> Task item: An exact transcription of every record is needed.

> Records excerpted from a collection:
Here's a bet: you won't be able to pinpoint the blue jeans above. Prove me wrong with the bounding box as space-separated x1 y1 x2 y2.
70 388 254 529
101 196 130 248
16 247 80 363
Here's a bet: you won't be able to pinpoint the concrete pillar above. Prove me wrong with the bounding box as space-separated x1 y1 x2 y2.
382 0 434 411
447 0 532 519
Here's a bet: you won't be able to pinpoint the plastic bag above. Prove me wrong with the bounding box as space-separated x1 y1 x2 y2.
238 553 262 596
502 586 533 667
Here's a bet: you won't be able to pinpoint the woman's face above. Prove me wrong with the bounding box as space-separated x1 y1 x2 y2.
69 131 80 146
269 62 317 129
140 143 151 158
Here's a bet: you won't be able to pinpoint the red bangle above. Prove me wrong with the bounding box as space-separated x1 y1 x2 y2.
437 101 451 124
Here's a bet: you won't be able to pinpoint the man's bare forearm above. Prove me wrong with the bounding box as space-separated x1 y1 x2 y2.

> Reply to the exercise:
Here's a bet: you won't be able to pinpoint the blue jeans above. Prove me wrong with the bounding box as space-separated x1 y1 x2 y2.
70 388 254 529
101 196 130 248
16 247 80 363
Here's a bet: you won't be able to pinpoint the concrete pillar above. Prove me wrong with the bounding box as space-separated x1 y1 x2 y2.
382 0 434 411
447 0 532 519
Here's a bet: you won't be able to pinpoint the plastic bag above. Prove me wrong with the bounding box as space-separated x1 y1 x2 y2.
238 553 262 596
502 586 533 667
Here's a bet: you won't be able to pinpoint the woman's face above. Prove me wrong with the bounding box as space-separated x1 y1 x2 y2.
69 131 80 146
269 62 317 129
140 143 151 158
Here's a bet: you won't be able to pinpoint the red bangle above. Prove me wrong with the bounding box as space-separated x1 y1 x2 y2.
437 101 451 124
Here's a bet: you won't be able to pinpoint the man's bare forearm above. Prove me wrong with the bounding box as space-separated x1 y1 x2 y2.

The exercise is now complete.